TASK:
Write out exactly the lines below that run from the one containing "Annotation task: mark the utility" through the one containing "Annotation task: mark the black", both included, with no other lines.

(Natural-language object grounding data)
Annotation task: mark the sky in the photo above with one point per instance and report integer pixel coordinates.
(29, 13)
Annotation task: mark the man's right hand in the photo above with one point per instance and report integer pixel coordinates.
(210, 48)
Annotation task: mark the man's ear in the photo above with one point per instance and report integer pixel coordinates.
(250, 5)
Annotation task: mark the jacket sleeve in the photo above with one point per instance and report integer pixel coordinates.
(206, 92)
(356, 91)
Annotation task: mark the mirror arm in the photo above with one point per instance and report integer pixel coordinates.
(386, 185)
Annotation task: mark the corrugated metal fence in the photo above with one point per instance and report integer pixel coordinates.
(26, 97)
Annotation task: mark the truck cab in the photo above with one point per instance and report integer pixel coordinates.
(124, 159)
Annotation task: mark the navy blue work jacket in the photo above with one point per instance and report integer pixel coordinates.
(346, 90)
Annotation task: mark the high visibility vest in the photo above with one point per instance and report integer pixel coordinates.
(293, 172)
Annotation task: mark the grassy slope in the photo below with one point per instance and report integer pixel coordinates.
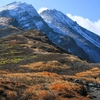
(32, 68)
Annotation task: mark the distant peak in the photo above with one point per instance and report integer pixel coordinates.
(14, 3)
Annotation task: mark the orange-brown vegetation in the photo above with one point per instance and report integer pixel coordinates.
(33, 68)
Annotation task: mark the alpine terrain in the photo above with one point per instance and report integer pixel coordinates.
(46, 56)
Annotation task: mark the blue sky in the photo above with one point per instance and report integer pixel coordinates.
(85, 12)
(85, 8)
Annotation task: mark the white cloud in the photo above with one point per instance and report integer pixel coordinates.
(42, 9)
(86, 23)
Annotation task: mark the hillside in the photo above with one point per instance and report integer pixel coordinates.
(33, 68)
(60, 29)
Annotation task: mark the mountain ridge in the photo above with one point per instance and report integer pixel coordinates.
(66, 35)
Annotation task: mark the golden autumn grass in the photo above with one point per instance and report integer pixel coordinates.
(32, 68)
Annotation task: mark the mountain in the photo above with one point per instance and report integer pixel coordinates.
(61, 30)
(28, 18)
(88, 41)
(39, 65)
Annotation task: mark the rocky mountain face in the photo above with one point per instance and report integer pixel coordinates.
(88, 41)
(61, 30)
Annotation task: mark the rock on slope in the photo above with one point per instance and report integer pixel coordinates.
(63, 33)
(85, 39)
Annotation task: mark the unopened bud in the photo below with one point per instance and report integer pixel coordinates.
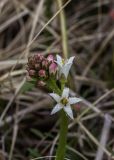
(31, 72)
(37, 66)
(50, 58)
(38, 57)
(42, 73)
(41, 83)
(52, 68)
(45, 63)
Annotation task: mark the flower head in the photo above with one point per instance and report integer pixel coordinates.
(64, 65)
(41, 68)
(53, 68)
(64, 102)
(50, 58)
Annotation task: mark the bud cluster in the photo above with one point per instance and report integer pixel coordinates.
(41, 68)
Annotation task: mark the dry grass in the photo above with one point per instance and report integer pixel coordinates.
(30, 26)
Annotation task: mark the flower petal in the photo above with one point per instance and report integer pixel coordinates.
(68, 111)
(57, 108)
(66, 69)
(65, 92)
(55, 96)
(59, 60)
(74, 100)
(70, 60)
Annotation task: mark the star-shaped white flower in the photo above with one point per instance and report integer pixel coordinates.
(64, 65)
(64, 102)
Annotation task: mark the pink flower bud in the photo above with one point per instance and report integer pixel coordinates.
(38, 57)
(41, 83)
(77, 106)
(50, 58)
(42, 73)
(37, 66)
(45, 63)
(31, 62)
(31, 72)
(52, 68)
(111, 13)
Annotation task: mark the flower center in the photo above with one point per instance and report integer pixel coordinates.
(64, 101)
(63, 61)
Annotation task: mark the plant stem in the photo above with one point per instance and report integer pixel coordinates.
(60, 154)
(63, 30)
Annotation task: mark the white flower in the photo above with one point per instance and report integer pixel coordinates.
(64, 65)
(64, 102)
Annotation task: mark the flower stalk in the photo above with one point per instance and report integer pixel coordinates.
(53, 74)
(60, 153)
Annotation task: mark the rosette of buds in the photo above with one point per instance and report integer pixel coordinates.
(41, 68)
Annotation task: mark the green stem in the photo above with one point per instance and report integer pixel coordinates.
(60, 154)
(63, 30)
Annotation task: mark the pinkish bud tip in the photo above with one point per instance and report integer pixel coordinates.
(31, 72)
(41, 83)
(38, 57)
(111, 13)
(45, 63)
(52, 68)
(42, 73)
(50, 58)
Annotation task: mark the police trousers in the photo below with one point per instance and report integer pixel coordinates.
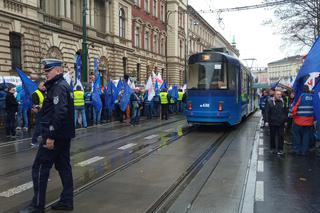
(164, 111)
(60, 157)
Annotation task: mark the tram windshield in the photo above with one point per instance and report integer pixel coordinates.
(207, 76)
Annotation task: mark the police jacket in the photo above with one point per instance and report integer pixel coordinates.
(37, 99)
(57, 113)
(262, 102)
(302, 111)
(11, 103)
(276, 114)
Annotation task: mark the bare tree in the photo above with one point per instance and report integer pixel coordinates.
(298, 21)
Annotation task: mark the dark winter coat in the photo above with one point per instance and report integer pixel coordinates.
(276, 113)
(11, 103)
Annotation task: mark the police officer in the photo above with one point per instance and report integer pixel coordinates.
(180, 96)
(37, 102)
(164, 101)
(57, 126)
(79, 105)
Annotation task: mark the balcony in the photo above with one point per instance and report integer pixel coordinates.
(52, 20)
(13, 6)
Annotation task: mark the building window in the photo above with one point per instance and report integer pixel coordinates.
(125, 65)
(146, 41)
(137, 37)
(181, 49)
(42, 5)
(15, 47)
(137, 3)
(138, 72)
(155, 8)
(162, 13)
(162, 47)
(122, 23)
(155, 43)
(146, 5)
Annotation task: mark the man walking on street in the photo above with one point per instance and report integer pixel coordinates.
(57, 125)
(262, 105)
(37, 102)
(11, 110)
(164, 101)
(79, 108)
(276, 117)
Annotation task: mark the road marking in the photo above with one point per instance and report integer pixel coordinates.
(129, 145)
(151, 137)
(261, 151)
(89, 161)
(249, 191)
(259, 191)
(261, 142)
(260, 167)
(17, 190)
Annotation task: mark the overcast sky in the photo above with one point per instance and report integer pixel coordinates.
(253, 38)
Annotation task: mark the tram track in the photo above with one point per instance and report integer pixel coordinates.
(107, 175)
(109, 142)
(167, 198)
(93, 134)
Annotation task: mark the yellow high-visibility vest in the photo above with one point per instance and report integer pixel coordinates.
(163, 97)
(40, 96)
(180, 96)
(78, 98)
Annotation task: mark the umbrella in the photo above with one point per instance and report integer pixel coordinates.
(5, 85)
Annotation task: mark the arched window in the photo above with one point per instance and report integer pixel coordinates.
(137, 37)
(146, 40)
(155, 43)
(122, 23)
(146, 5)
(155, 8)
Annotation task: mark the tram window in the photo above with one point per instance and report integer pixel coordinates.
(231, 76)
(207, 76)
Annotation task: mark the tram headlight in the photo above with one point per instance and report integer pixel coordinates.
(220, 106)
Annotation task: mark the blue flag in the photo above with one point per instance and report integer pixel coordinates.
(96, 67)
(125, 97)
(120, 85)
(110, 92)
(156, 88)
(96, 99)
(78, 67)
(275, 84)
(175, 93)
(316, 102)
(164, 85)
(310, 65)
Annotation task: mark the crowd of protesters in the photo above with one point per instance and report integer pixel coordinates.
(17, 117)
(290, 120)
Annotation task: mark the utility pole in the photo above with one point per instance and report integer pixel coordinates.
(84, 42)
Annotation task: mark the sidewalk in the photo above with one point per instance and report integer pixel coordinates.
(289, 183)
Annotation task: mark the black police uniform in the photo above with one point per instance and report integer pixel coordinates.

--

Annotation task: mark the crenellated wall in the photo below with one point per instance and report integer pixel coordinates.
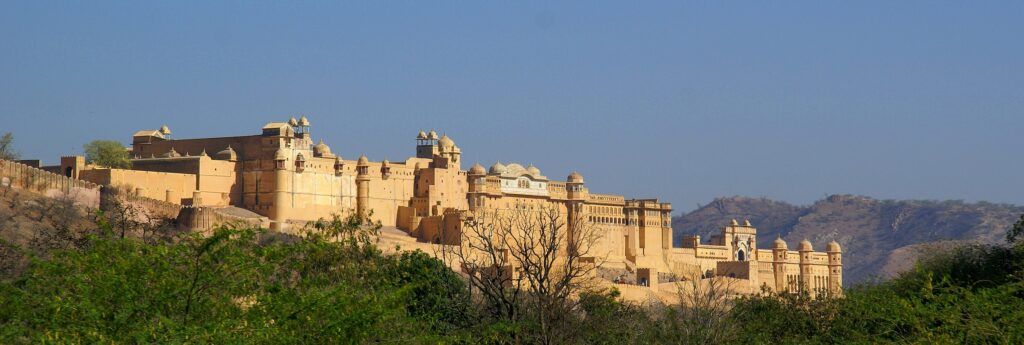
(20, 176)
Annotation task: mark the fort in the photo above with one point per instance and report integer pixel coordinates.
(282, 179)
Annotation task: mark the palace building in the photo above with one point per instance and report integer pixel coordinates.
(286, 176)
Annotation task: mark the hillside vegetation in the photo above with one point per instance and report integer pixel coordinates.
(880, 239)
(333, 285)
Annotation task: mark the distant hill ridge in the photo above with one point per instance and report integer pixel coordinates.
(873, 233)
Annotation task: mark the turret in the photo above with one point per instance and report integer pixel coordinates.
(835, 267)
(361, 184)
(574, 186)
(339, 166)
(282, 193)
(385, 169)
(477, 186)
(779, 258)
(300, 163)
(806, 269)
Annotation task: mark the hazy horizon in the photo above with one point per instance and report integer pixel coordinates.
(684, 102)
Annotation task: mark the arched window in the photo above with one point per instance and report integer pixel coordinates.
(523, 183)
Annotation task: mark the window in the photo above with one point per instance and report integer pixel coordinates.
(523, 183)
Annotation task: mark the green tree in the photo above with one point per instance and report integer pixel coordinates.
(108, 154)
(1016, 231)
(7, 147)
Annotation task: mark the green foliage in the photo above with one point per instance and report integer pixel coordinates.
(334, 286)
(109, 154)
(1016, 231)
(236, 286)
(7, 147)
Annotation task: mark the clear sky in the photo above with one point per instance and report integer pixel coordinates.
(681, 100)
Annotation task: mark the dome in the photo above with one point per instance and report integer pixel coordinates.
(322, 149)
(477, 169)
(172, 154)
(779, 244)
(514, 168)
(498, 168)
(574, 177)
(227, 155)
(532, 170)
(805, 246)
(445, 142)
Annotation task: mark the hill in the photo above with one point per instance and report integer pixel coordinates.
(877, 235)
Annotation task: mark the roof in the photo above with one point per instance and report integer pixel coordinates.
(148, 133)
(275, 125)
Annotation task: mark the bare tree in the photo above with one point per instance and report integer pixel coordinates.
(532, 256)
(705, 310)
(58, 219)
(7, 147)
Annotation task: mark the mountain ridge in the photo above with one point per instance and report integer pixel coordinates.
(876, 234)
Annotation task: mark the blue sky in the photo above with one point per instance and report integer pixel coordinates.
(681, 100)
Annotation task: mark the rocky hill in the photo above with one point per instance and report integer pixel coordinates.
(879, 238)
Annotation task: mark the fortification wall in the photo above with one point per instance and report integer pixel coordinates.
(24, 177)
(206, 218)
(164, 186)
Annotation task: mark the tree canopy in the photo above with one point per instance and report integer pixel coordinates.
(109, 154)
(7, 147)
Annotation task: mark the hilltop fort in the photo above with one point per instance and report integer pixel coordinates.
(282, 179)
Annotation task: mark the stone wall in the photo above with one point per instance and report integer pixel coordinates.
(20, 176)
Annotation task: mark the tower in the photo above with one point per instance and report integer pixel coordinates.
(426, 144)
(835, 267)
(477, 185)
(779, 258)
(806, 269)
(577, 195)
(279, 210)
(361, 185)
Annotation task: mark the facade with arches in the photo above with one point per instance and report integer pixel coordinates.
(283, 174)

ANSWER TO THIS TASK:
Annotation task: mark the utility pole in the photo above with one point per instance and report integer pixel coordinates.
(84, 42)
Annotation task: mark the sidewalk in the photo above with one point per instance and report integer pixel coordinates.
(289, 183)
Annotation task: mark the black police uniform in the photo above with one point per instance and report integer pixel coordinates.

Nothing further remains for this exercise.